"""

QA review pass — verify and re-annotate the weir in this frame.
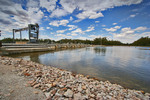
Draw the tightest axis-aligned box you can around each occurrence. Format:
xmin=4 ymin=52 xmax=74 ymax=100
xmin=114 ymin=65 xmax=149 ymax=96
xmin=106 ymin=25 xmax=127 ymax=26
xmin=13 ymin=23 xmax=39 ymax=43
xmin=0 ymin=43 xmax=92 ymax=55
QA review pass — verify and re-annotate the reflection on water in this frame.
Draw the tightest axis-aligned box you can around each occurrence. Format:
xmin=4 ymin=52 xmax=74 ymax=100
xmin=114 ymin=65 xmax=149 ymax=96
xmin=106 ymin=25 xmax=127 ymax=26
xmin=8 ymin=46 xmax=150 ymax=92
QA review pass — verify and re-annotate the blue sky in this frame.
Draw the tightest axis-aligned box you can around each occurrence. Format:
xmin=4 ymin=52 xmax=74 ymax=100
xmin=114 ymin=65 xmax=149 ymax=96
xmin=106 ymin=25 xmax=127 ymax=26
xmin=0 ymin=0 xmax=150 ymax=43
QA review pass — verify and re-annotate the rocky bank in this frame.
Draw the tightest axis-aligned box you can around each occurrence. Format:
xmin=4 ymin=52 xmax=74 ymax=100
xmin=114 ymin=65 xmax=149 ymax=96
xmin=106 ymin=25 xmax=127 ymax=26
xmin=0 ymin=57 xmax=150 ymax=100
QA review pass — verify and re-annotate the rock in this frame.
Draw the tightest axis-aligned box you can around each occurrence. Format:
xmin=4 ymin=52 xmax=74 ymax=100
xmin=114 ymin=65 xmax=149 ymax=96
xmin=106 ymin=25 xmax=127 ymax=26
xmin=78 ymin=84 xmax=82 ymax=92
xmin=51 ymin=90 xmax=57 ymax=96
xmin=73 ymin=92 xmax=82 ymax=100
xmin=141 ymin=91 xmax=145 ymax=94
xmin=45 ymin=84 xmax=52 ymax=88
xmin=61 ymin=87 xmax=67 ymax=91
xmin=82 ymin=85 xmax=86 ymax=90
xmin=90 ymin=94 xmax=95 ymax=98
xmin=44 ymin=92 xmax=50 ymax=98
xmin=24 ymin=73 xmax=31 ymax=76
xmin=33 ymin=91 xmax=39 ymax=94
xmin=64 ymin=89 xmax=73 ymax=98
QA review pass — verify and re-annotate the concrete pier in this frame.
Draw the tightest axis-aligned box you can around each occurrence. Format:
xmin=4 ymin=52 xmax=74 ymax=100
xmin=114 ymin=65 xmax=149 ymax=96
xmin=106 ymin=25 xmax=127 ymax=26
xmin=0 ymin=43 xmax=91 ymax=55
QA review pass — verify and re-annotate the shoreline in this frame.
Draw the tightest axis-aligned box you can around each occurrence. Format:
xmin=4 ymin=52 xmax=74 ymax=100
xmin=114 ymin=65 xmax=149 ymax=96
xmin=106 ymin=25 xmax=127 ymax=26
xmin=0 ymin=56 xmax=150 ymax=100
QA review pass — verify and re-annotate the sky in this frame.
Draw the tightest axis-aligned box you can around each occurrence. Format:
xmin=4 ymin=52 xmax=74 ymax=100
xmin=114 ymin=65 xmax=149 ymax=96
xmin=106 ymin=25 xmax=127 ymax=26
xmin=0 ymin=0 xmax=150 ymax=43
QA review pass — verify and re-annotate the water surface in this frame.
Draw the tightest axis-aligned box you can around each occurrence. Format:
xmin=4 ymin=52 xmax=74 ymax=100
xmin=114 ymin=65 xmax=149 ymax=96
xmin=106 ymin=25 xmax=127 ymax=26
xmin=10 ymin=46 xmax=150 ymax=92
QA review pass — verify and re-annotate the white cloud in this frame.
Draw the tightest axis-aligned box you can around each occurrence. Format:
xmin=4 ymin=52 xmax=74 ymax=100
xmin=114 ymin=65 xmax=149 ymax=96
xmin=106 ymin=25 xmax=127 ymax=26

"""

- EXERCISE -
Copy the entries again, starting at the line containing "QA review pass — verify and re-annotate the reflection" and ending after the line containing "xmin=0 ymin=57 xmax=150 ymax=100". Replace "tightest" with "smallest" and leave everything else unchanged.

- SOLUTION TO THE PROBLEM -
QA review pass — verify and re-annotate the reflection on water in this frame.
Draw the smallest axis-aligned box you can around each occurrence. Format:
xmin=4 ymin=52 xmax=74 ymax=100
xmin=114 ymin=65 xmax=149 ymax=96
xmin=106 ymin=25 xmax=127 ymax=26
xmin=8 ymin=46 xmax=150 ymax=92
QA review pass — verify and re-annotate the blue sky in this frame.
Draw the smallest axis-aligned box you can around each occurrence. Format:
xmin=4 ymin=52 xmax=74 ymax=100
xmin=114 ymin=65 xmax=149 ymax=96
xmin=106 ymin=25 xmax=127 ymax=26
xmin=0 ymin=0 xmax=150 ymax=43
QA review pass — verify and re-annotate the rocky bank in this frame.
Draw the smallest axis-aligned box you can around each occurrence. Format:
xmin=4 ymin=52 xmax=74 ymax=100
xmin=114 ymin=65 xmax=149 ymax=96
xmin=106 ymin=25 xmax=127 ymax=26
xmin=0 ymin=57 xmax=150 ymax=100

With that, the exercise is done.